[WHAT NEEDS TO BE DONE] Although the entries contain pictures, only their words should be duplicated exactly.

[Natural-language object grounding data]
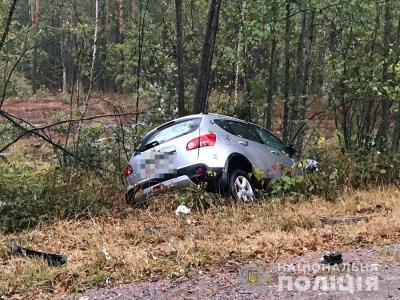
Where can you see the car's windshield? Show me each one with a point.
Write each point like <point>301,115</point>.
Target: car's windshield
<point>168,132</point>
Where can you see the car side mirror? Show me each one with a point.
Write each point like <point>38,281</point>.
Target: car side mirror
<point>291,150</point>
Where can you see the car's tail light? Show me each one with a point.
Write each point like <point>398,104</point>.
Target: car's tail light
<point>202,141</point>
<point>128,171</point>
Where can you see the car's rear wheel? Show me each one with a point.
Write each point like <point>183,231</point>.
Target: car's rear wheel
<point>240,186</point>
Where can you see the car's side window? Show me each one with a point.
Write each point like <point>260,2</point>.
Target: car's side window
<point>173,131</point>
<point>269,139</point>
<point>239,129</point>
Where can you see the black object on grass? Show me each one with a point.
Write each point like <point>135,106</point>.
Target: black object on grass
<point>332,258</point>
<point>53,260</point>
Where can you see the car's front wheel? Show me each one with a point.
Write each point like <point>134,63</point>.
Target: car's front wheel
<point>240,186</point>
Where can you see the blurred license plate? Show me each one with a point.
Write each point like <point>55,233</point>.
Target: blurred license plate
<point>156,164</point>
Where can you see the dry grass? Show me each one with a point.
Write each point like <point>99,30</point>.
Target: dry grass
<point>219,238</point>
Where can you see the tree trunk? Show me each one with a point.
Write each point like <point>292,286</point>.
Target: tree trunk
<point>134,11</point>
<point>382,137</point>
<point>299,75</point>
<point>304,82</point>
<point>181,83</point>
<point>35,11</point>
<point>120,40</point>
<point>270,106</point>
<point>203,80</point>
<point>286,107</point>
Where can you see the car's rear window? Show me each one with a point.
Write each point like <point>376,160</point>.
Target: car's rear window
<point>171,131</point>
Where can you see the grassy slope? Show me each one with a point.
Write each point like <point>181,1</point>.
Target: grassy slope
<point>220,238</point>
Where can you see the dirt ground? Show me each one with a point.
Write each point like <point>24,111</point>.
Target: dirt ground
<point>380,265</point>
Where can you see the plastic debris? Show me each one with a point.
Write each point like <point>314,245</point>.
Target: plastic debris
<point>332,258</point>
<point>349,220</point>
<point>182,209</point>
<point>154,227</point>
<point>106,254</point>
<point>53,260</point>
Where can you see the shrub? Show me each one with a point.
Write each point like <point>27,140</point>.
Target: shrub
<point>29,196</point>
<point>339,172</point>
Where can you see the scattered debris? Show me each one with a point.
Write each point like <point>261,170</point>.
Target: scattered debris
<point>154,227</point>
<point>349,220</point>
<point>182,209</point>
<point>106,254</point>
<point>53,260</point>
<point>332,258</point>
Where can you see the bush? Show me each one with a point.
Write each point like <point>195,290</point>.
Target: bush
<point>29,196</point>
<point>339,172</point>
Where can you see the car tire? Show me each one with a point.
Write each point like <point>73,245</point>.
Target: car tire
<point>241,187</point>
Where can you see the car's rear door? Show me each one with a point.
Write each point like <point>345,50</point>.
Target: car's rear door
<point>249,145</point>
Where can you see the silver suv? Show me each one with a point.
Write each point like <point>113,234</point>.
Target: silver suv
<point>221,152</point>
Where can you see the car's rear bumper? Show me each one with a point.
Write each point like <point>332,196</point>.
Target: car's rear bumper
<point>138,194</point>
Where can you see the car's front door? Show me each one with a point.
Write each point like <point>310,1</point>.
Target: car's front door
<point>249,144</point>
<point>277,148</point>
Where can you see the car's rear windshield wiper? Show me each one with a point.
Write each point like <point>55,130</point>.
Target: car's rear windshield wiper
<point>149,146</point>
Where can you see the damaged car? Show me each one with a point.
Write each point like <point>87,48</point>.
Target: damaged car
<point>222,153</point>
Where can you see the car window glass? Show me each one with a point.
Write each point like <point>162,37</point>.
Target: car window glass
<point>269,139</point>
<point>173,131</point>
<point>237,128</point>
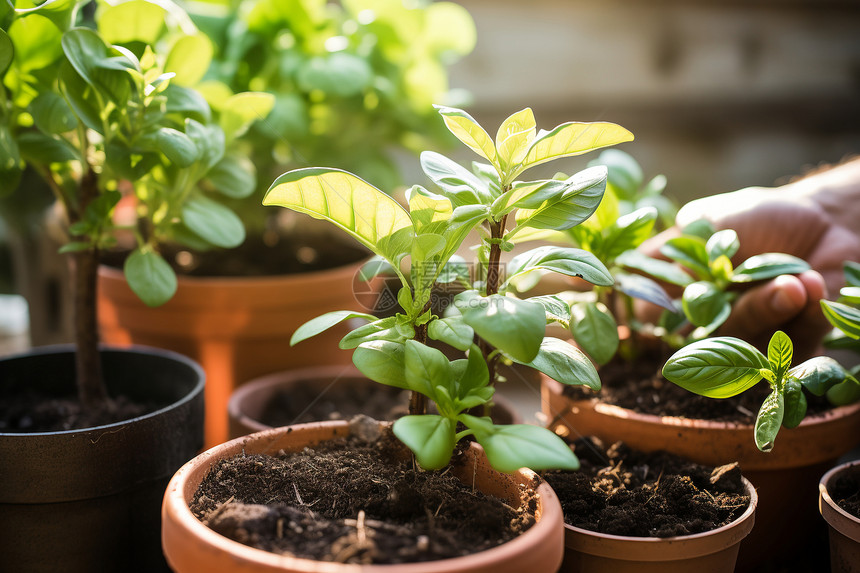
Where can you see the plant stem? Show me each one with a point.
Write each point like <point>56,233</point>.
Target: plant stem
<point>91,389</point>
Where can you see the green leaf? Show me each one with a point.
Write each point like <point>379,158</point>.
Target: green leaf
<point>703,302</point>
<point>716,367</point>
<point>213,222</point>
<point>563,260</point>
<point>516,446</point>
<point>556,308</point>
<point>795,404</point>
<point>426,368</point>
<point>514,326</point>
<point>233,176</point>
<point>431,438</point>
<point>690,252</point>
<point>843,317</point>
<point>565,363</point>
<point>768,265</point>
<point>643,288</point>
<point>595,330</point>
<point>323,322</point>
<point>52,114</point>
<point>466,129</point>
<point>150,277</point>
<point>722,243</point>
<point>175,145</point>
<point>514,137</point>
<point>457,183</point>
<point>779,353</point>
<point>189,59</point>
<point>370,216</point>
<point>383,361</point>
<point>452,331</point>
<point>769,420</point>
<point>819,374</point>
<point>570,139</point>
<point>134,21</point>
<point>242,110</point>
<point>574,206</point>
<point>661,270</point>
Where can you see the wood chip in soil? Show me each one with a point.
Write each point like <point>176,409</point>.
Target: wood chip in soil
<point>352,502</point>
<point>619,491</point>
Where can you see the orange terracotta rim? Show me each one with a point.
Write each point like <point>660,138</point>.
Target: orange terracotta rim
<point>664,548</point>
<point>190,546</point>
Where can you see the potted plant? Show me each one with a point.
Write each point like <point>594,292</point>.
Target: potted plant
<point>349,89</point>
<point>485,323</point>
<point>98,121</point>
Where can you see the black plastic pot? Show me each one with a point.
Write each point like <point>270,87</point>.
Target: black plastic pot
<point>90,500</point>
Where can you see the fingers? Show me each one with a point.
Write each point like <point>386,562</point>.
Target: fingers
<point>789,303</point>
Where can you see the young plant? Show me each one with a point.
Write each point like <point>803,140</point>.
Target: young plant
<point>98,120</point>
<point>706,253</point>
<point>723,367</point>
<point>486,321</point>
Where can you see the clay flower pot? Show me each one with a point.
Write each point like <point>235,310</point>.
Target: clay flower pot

[SOLUTION TO THE EXERCISE]
Where can you see the car's windshield? Show me each one with a point.
Write each point like <point>301,115</point>.
Target: car's windshield
<point>168,132</point>
Where can you see the car side mirror? Show me each one with a point.
Write each point like <point>38,281</point>.
Target: car side mirror
<point>291,150</point>
Where can you see the car's tail light? Show me each one with a point.
Write each point like <point>398,104</point>.
Target: car's tail light
<point>202,141</point>
<point>128,171</point>
Where can you see the car's rear wheel? Show me each one with a point.
Write each point like <point>183,231</point>.
Target: car's rear wheel
<point>240,186</point>
Where can you see the car's side window? Show me each one with a point.
Write each point like <point>260,2</point>.
Target: car's side window
<point>173,131</point>
<point>269,139</point>
<point>239,129</point>
Where can you see the black object on grass? Show me each one with a point.
Write each point like <point>135,106</point>.
Target: black object on grass
<point>332,258</point>
<point>53,260</point>
Where can you see the car's front wheel? Show me each one with a point.
Write each point like <point>134,63</point>.
Target: car's front wheel
<point>240,186</point>
Where can you see the blurred license plate? Show me each one with a point.
Write each point like <point>55,233</point>.
Target: blurred license plate
<point>156,164</point>
Where can you see the dry grass? Show me each one with a point.
Write each point like <point>99,30</point>.
Target: dry grass
<point>219,238</point>
Where can you see the tree trunk? Show me each one with a point.
Write each point like <point>292,286</point>.
Target: tree trunk
<point>134,11</point>
<point>382,137</point>
<point>299,75</point>
<point>304,82</point>
<point>181,83</point>
<point>35,11</point>
<point>120,40</point>
<point>270,106</point>
<point>203,80</point>
<point>286,107</point>
Where can you see the car's rear window? Show me each one with a point.
Write each point like <point>376,160</point>.
Target: car's rear window
<point>171,131</point>
Where can you see the grassy slope? Show me each one with a point.
Write each point like <point>181,1</point>.
Target: grassy slope
<point>220,238</point>
Where can you see the dirt ground? Show me each one with a point.
Write each point like <point>24,111</point>.
Target: dirt ground
<point>380,265</point>
Where can you see the plastic debris? Show me each one with a point.
Write each point like <point>314,245</point>.
Target: plastic debris
<point>332,258</point>
<point>349,220</point>
<point>182,209</point>
<point>154,227</point>
<point>106,254</point>
<point>53,260</point>
Where can you see the shrub? Show me each one with a point.
Write each point like <point>27,140</point>.
Target: shrub
<point>29,196</point>
<point>339,172</point>
Where can you see the scattered debris? Show me each one with a point.
Write each point like <point>261,170</point>.
Target: scattered debris
<point>154,227</point>
<point>349,220</point>
<point>182,209</point>
<point>106,254</point>
<point>53,260</point>
<point>332,258</point>
Where can you see the bush? Show me each one with a point.
Write each point like <point>195,290</point>.
Target: bush
<point>29,196</point>
<point>339,172</point>
Where can you see the car tire? Show me each one with a point.
Write each point like <point>73,245</point>.
Target: car tire
<point>241,187</point>
Where can you see the car's rear door? Show me each one with a point.
Write each point like <point>345,50</point>.
Target: car's rear door
<point>249,145</point>
Where can you see the silver suv? Show me each one with a point.
Write each point like <point>113,234</point>.
Target: silver suv
<point>221,152</point>
Where can you see the car's rear bumper? Show me each one with a point.
Write each point like <point>332,196</point>.
Target: car's rear bumper
<point>138,194</point>
Where can you see the car's front door? Show me each one with a point.
Write each point like <point>310,1</point>.
Target: car's front door
<point>249,144</point>
<point>277,148</point>
Where can you see the car's rear windshield wiper? Show me each one with a point.
Write each point like <point>55,130</point>.
Target: car's rear windshield wiper
<point>149,146</point>
Where can you see the damaged car? Show me each one with a point.
Write each point like <point>87,48</point>.
Target: damaged car
<point>222,153</point>
Where can you see the car window glass? Show me each one with a point.
Write each point like <point>162,37</point>.
Target: car window glass
<point>269,139</point>
<point>173,131</point>
<point>237,128</point>
Where can you see the plant stem? Show me each one with a point.
Write each point like <point>56,233</point>.
Target: plant stem
<point>91,389</point>
Where can you see the green leaf? Show me each one with a point.
Write each point like <point>379,158</point>.
Target: green leaf
<point>703,302</point>
<point>716,367</point>
<point>213,222</point>
<point>563,260</point>
<point>516,446</point>
<point>556,308</point>
<point>795,404</point>
<point>426,368</point>
<point>514,326</point>
<point>233,176</point>
<point>431,438</point>
<point>690,252</point>
<point>843,317</point>
<point>565,363</point>
<point>768,265</point>
<point>643,288</point>
<point>595,330</point>
<point>323,322</point>
<point>52,114</point>
<point>466,129</point>
<point>150,277</point>
<point>722,243</point>
<point>175,145</point>
<point>514,137</point>
<point>457,183</point>
<point>779,353</point>
<point>189,59</point>
<point>370,216</point>
<point>383,361</point>
<point>452,331</point>
<point>769,420</point>
<point>819,374</point>
<point>570,139</point>
<point>134,21</point>
<point>242,110</point>
<point>574,206</point>
<point>661,270</point>
Where can you see the wood chip in soil? Show me each one with a point.
Write each point like <point>176,409</point>.
Target: wood chip in soil
<point>352,502</point>
<point>619,491</point>
Where can you see the orange terracotta rim? Show me each one with a point.
Write each point like <point>660,138</point>.
Target: orange terracotta rim
<point>664,548</point>
<point>190,546</point>
Where can you see the potted plant? Show me each one with a point.
Write each point like <point>594,292</point>.
Target: potted plant
<point>349,89</point>
<point>485,323</point>
<point>98,121</point>
Where can you see the black plastic pot? Show me each one with a point.
Write each point like <point>270,87</point>.
Target: black plastic pot
<point>90,500</point>
Where can you see the fingers? Show me each one with a point.
Write each point like <point>386,562</point>.
Target: fingers
<point>789,303</point>
Where can you see the young plant? Show me each one with a point.
Write each point like <point>803,140</point>.
Target: young plant
<point>98,120</point>
<point>706,253</point>
<point>723,367</point>
<point>486,321</point>
Where can you see the clay flower pot? Show me each one with a point.
Write each point like <point>235,310</point>.
Target: clay flower pot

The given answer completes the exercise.